(Task details) Please copy the records below word for word, from the line containing "of the ornate" to the line containing "[(231, 259), (243, 276), (219, 201), (205, 263)]", with both of those lines included.

(Information given)
--*--

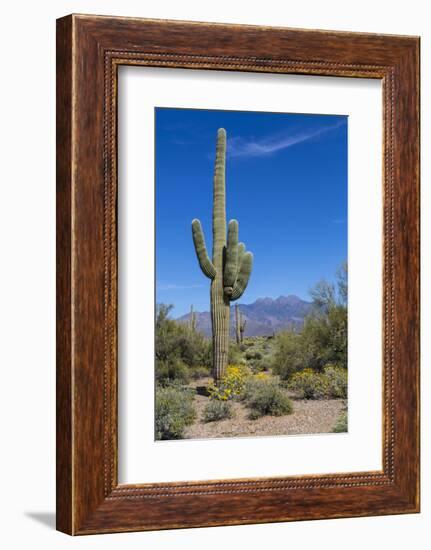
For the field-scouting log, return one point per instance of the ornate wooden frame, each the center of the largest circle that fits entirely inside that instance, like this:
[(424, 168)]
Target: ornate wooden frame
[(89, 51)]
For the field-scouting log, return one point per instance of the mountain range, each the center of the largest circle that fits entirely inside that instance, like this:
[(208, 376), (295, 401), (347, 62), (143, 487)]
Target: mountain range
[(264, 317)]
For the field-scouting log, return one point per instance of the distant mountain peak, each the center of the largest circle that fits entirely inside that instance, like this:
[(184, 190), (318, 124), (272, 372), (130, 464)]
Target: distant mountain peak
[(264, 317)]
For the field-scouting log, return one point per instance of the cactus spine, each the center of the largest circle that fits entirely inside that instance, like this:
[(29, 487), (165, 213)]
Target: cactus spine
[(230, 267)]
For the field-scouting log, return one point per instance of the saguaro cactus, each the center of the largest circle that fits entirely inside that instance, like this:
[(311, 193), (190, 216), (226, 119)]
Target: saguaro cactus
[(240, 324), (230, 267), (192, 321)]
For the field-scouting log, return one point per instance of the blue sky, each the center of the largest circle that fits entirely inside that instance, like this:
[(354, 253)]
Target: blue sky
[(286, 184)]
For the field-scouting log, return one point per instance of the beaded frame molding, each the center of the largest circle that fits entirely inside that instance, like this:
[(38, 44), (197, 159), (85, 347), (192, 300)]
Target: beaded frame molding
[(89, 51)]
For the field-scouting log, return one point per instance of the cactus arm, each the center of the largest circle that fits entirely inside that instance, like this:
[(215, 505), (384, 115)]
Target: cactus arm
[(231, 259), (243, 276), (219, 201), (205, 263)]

--*--

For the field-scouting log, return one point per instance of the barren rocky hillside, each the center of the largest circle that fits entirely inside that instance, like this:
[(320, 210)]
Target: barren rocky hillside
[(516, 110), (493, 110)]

--*--

(Answer to this problem)
For the field-scouting log, return one point per instance of the ornate wooden frame, each the center of the largest circle that fits entirely inside that instance, like this:
[(424, 168)]
Target: ornate wooden frame
[(89, 51)]
For the field-scouting log, return one point per instance of the mountain range, each the center of the largest circle that fits entirely inside that instance, like this:
[(208, 376), (295, 401), (347, 62), (143, 487)]
Target: mountain range
[(264, 317)]
For the field-scouting log, return one point per instance of the distant mountain peak, each the center of the largest circle that fits entirely inside that instance, like this:
[(184, 190), (318, 124), (272, 372), (130, 464)]
Target: distant mountain peak
[(264, 317)]
For the field-scouting log, return one point per instance of the cactus spine, each the center of the largest circle that fits entirely inside that instance, like this:
[(29, 487), (165, 213)]
Target: cactus spine
[(230, 267)]
For the field-scouting log, return one point per instance of the saguaro cactus, each the center of the largest circle that fits entirely inside that instance, like this:
[(311, 193), (190, 216), (226, 119)]
Target: saguaro cactus
[(240, 324), (230, 267), (192, 321)]
For the field-scouting log, return one point per instance of the blue sky, each the center of the largest circle that fits entirely inside that instance, like this:
[(354, 253)]
Target: blue sky
[(286, 184)]
For the field-scouting log, return one point per instance of the beaded frame molding, each the center of the largest circle that fits entirely inside that instance, like this:
[(38, 44), (197, 159), (85, 347), (192, 300)]
Target: beaded frame molding
[(89, 51)]
For the field-scouting log, return one point per instance of the cactus arm, each the center of the largest circle that fits entirely inside that instance, like this:
[(215, 505), (384, 115)]
Target: cactus arm
[(231, 259), (243, 276), (219, 201), (205, 263)]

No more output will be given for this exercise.